**WHAT YOU WILL DO**
In the forum thread about Violet's fourth birthday, what reason did her mother give to convince her that four was a good age?

**QUOTED PASSAGE**
begin
# My Darling Human Girl



## Posh's Mom (Dec 20, 2007)

Here are a few pics of my little girl Violet. She turned four on Monday. She is quite theatrical and I love how her mind works.

Fun story for you all:
She woke up early on the morning of her birthday and asked me if today was the day she turned four. I told her yes it was.
Violet had preschool that day and proudly announced to her teacher and class that she was four today.
Fast forward a few hours and we are on our way home. I look in the rearview mirror and see she is about to cry. She starts to cry and I ask her what's the matter?
She says, "I just want to be three again!"
I reply that she can pretend and she says "it's not the same. I don't want to be old, I want to be new."
I convinced her that four was a good age because now she got four books at bedtime vs. three.
Man oh man, what is she going to think when she turns thirty?!


----------



## Cheryl (Mar 17, 2007)

What a story!!! Write that one down because this is one she will want to hear when she turns 16 and 21. Ok the rest of the years--she will not want to hear it.!


----------



## Sissygirl (Aug 8, 2007)

That is so cute! Darling little girl!


----------



## havaluv (Oct 15, 2007)

Oh my gosh, Violet is *precious!* That beautiful expressive little face! I love the story...I want to be "new" too, can't say as I blame her! 

Oh yeah...and that little dress she is wearing...too too cute. You've got one adorable little girl there, Amy, and as always, your photography is amazing.


----------



## BeverlyA (Oct 29, 2006)

Oh Amy! Violet is just too cute for words...cute isn't even a good enough word, but I just can't think right now! Just priceless!!!

The pictures are amazing as always. Thank you so much for sharing with us!

I recently looked at a pair of eye glasses very similar to hers by La Font (these were blue) but my friends were yelling "NO!!" so loudly I couldn't get them ordered. I LOVE those shades!!!

Please pass on happy birthday wishes to her from the crazy dog ladies 

Beverly


----------



## Salsa's Mom (Mar 18, 2008)

Happy 4th Birthday, Violet!!!


----------



## Posh's Mom (Dec 20, 2007)

BeverlyA said:


> Oh Amy! Violet is just too cute for words...cute isn't even a good enough word, but I just can't think right now! Just priceless!!!
> 
> The pictures are amazing as always. Thank you so much for sharing with us!
> 
> ...


Did the glasses happen to have green "eye lashes" on them?

I was deeply in love with a La Font pair of glasses that were blue with scalloped bright green on the rims which made it look like you were a character from a cartoon with crazy eyelashes.
end
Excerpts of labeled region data
begin
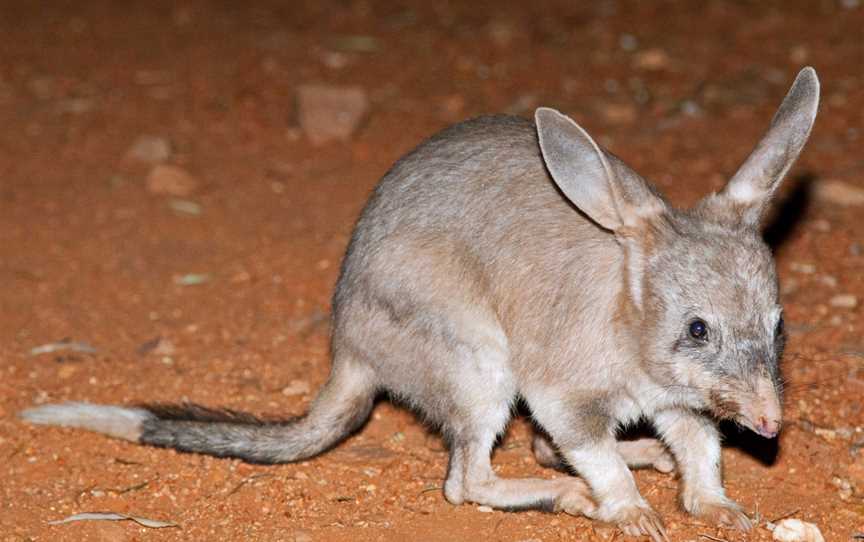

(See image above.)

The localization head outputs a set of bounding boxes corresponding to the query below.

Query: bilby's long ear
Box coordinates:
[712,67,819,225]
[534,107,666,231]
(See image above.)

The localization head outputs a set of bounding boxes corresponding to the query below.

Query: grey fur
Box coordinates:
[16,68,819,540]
end
begin
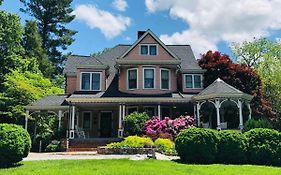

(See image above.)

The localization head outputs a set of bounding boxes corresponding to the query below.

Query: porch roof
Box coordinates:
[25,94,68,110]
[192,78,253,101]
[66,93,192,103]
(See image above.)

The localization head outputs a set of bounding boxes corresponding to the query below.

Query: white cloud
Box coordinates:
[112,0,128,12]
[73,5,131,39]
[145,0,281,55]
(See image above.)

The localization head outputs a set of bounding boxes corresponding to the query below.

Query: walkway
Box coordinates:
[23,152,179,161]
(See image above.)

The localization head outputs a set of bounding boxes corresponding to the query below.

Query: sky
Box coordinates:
end
**CORRECT OUTPUT**
Now she got four books at bedtime instead of three.